** What is expected **
What follows is a set of records; repeat all of them exactly.

** Dataset entries **

■ ■ ■ ■

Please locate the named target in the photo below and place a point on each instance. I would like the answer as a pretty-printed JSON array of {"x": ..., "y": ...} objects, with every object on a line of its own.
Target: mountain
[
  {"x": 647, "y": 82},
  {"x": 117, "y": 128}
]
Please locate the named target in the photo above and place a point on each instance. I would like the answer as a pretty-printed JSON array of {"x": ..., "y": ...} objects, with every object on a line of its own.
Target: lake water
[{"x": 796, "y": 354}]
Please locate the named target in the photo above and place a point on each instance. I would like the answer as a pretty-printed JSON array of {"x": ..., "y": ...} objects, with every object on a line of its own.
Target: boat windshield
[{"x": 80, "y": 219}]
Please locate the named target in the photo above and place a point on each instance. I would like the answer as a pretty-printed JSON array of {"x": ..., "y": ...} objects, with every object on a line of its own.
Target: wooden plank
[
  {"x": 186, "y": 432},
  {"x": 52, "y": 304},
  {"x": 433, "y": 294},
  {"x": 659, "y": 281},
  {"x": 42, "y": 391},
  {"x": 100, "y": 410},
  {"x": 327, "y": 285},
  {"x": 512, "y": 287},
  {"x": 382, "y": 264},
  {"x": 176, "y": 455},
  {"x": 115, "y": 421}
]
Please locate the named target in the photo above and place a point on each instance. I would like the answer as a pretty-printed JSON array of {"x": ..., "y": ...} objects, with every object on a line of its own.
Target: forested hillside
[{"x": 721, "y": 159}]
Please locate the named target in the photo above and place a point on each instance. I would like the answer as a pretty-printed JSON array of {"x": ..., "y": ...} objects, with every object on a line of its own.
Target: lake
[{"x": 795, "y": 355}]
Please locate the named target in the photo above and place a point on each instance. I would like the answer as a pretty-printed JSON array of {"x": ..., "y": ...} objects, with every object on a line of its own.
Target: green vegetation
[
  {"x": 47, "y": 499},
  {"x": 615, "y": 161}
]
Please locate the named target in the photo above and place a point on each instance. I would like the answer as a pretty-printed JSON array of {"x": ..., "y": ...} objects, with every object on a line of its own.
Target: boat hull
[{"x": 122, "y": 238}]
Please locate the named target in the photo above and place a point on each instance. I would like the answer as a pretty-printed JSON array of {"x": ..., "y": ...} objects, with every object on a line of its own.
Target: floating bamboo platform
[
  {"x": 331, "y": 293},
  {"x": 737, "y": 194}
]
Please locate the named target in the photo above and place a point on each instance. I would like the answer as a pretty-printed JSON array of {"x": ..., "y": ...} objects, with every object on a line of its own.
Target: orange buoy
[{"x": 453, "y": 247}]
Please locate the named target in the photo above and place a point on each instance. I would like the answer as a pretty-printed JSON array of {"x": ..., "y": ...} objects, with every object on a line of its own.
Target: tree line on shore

■ ■ ■ ■

** Expected answer **
Please locate the named target in the photo below and place a point on each instance. I would like the answer as a pretty-printed JSON array of {"x": ..., "y": ...} objects, with every object on a line of its own.
Target: mountain
[
  {"x": 647, "y": 82},
  {"x": 117, "y": 128}
]
Please locate the named target in the photo above and place a point on each instance. I would like the answer as a pretty-printed JSON array of {"x": ..., "y": ...} objects, with every object on a line of its own.
Target: lake water
[{"x": 796, "y": 354}]
Please locate the named target in the photo above and place a point on each instance. I would like the answer as a pretty-printed JSON array of {"x": ..., "y": ...} objects, with every object on a line of its own.
Target: boat windshield
[{"x": 80, "y": 219}]
Please locate the named target in the photo above and place a point on each instance. I would like the answer as a pretty-printed JSON array of {"x": ..., "y": ...} objects, with every object on a line of its own.
Target: wooden plank
[
  {"x": 186, "y": 432},
  {"x": 52, "y": 304},
  {"x": 433, "y": 294},
  {"x": 659, "y": 281},
  {"x": 42, "y": 391},
  {"x": 100, "y": 410},
  {"x": 327, "y": 285},
  {"x": 512, "y": 287},
  {"x": 382, "y": 264},
  {"x": 176, "y": 455},
  {"x": 115, "y": 421}
]
Please locate the named target in the photo above and place a point on each instance. I would like the answer as a pretty-printed JSON array of {"x": ..., "y": ...} objects, with every object on a line of its own.
Target: forested hillside
[{"x": 721, "y": 159}]
Please locate the named target in the photo above and place a point on each instance. I would like the answer as a pretty-printed JSON array of {"x": ..., "y": ...} objects, with every object on a line of its own.
Target: lake
[{"x": 795, "y": 355}]
Please locate the named target in the photo above and place a point on each instance. I would like the answer as a pretty-printed JSON array of {"x": ..., "y": ...} objects, with every object on a line of its own.
Target: green vegetation
[
  {"x": 47, "y": 499},
  {"x": 615, "y": 161}
]
Please locate the named target in the photo above and place a point on each instance. I would like the answer as a pretty-printed JSON array of {"x": ..., "y": ...} objects, with every object on a line of its own.
Target: boat hull
[{"x": 122, "y": 238}]
Please locate the named target in the photo above and place a point on each instance. I would like the answer as a pretty-printed JSON array of {"x": ..., "y": ...} objects, with every object on a line of its own.
Target: floating bamboo platform
[
  {"x": 331, "y": 293},
  {"x": 737, "y": 194}
]
Please locate the named target in the photo above and place a point on each instance. I would like the answer as a pretty-printed JSON array of {"x": ..., "y": ...} objects, with every object on a line of its own.
Target: orange buoy
[{"x": 453, "y": 247}]
Please locate the named target in the photo above and place a point on each instance. I would like the answer as a pretty-printed JSON array of {"x": ..., "y": ...} objects, with every object on a line of its own.
Target: tree line on shore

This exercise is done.